Task to complete: Only the text of the records belongs in the answer, copied exactly, with every picture omitted.
------ Entries supplied
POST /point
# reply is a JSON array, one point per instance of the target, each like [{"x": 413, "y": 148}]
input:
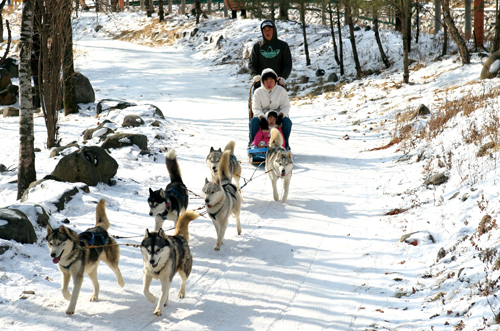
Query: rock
[
  {"x": 57, "y": 150},
  {"x": 132, "y": 121},
  {"x": 90, "y": 165},
  {"x": 102, "y": 130},
  {"x": 10, "y": 111},
  {"x": 491, "y": 66},
  {"x": 437, "y": 179},
  {"x": 112, "y": 104},
  {"x": 421, "y": 111},
  {"x": 484, "y": 149},
  {"x": 83, "y": 89},
  {"x": 15, "y": 225},
  {"x": 120, "y": 140}
]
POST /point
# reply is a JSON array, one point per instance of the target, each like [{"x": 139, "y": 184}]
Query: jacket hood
[{"x": 275, "y": 31}]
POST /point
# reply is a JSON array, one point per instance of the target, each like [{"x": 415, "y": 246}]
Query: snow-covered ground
[{"x": 330, "y": 257}]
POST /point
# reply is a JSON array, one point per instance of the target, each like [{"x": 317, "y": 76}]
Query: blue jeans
[{"x": 286, "y": 127}]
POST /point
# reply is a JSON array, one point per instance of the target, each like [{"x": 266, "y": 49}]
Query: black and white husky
[
  {"x": 170, "y": 203},
  {"x": 213, "y": 160},
  {"x": 164, "y": 256},
  {"x": 222, "y": 198},
  {"x": 279, "y": 164},
  {"x": 75, "y": 258}
]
------------
Result of this exercise:
POST /point
# reply is a JSON array, one point per instance of the target, each like [{"x": 413, "y": 148}]
input:
Query: rock
[
  {"x": 57, "y": 150},
  {"x": 132, "y": 121},
  {"x": 90, "y": 165},
  {"x": 102, "y": 130},
  {"x": 10, "y": 111},
  {"x": 491, "y": 66},
  {"x": 437, "y": 179},
  {"x": 112, "y": 104},
  {"x": 421, "y": 111},
  {"x": 484, "y": 149},
  {"x": 83, "y": 89},
  {"x": 15, "y": 225},
  {"x": 120, "y": 140}
]
POST /point
# reply is a JSON array, one point per instance of the target, each like [{"x": 139, "y": 184}]
Query: jacket hood
[{"x": 275, "y": 31}]
POST /point
# reply is a JSON array, one point per instance of the target, each like [{"x": 415, "y": 246}]
Query: snow-covered ground
[{"x": 330, "y": 257}]
POST /point
# reply is a JSON array, one point per instance of the target, each like [{"x": 317, "y": 76}]
Query: blue jeans
[{"x": 286, "y": 127}]
POST /point
# reply is a JSON array, one point per instance of the target, each like [{"x": 266, "y": 49}]
Query: black and white husky
[
  {"x": 170, "y": 203},
  {"x": 213, "y": 160},
  {"x": 164, "y": 256},
  {"x": 222, "y": 198},
  {"x": 279, "y": 164},
  {"x": 75, "y": 258}
]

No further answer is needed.